EXTRAIT DU TEXTE —
──────────

Que se passera-t-il si un pays n’atteint pas l’objectif qui lui a été fixé ?
Les dispositions du protocole de Kyoto en matière de respect des obligations comptent parmi les plus complètes et les plus rigoureuses au niveau international. Si une partie n’atteint pas son objectif de réduction des émissions, le protocole prévoit qu’elle devra rattraper la différence au cours de la deuxième période d’engagement (après 2012), avec une pénalité de 30% de réduction supplémentaire. Elle devra aussi élaborer un plan d’action décrivant les mesures qu’elle compte prendre pour respecter ses engagements et indiquant le calendrier prévu pour cela. En outre, son droit de «vendre» dans le cadre du système international d’échange des droits d’émission prévu par le protocole sera suspendu.
Si l’un des 15 États membres tenus par l’accord communautaire de partage de la charge n’atteint pas son objectif, la Commission européenne peut décider d’entamer une procédure d’infraction qui peut se solder par une peine de jours-amendes infligée par la Cour de justice des Communautés européennes.
Pour ces 15 États membres, les procédures de respect des dispositions du protocole de Kyoto ne s’appliqueront que si l’UE des 15 dans son ensemble n’atteint pas son objectif de réduction de 8%. Si cela arrivait, chaque État membre resterait lié par son objectif au titre de l’accord de partage de la charge, et l’UE dans son ensemble se trouverait en défaut par rapport à son obligation d’atteindre l’objectif de -8%.

──────────

Entrées enregistrées:

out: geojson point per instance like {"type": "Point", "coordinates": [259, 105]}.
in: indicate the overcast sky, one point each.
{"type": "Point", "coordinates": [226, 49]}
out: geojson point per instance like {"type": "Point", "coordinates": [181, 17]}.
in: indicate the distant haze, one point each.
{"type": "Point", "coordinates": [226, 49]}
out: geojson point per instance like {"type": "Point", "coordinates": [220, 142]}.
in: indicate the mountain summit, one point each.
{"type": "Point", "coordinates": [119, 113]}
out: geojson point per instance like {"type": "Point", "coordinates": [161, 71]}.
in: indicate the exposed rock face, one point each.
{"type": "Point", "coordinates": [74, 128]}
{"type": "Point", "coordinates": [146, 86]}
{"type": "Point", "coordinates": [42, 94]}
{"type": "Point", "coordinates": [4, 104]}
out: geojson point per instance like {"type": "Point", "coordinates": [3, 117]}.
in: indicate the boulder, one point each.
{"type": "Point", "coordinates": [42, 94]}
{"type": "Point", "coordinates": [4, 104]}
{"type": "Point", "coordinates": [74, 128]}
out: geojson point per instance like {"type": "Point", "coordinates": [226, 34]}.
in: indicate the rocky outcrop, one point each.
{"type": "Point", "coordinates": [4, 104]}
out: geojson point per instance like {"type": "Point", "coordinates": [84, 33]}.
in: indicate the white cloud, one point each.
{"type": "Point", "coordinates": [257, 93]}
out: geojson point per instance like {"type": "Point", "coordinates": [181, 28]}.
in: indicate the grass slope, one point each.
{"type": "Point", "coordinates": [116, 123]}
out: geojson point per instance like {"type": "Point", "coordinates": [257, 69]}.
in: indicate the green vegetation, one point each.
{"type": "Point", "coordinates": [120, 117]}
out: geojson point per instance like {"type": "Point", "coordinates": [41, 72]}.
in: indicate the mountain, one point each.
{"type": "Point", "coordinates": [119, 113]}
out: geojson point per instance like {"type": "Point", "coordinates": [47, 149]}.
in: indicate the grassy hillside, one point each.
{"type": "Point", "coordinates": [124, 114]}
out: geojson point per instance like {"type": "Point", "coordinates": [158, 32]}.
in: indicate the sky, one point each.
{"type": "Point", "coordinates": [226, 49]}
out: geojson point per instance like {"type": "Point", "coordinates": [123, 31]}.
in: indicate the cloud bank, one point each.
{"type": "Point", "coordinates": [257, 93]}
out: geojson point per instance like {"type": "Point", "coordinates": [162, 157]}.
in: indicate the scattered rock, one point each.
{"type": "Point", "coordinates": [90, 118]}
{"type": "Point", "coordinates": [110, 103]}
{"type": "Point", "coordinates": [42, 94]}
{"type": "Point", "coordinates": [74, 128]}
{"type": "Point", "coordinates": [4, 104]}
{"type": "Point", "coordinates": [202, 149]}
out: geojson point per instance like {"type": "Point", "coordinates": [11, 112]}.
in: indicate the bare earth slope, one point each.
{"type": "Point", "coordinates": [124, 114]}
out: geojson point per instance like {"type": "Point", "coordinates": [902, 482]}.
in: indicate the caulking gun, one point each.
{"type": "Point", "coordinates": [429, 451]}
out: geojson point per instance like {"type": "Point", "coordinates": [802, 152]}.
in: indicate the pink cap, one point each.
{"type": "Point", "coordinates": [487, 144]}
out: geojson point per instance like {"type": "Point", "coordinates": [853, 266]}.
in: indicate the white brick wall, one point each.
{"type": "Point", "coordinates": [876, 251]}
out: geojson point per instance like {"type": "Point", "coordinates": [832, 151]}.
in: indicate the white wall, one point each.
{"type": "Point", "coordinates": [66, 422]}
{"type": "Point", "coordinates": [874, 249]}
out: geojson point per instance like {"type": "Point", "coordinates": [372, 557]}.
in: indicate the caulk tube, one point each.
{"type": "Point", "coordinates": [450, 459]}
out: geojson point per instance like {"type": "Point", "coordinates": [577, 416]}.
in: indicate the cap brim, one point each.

──────────

CONSIGNE —
Prolongez, s'il vous plaît, l'extrait sur le respect du protocole de Kyoto à partir de sa dernière phrase.

RÉPONSE ATTENDUE —
Les autres membres de l’UE des 25 sont liés par leurs objectifs individuels tels qu’ils ont été fixés par le protocole de Kyoto, au titre des procédures de respect des dispositions du protocole de Kyoto et au titre de la législation communautaire.
Les mécanismes de flexibilité fondés sur le marché du protocole de Kyoto
Le protocole de Kyoto prévoit trois mécanismes fondés sur le marché: l’échange des droits d’émission, l’application conjointe et le mécanisme de développement propre. Ces mécanismes visent à permettre aux pays industrialisés d’atteindre leurs objectifs en échangeant entre eux des droits d’émission et en obtenant des crédits supplémentaires en mettant en œuvre des projets de réduction des émissions à l’étranger. L’application conjointe se rapporte aux projets lancés dans des pays qui doivent respecter des objectifs d’émission, tandis que le mécanisme de développement propre concerne les projets menés dans des pays en développement auxquels il n’a pas été attribué d’objectifs.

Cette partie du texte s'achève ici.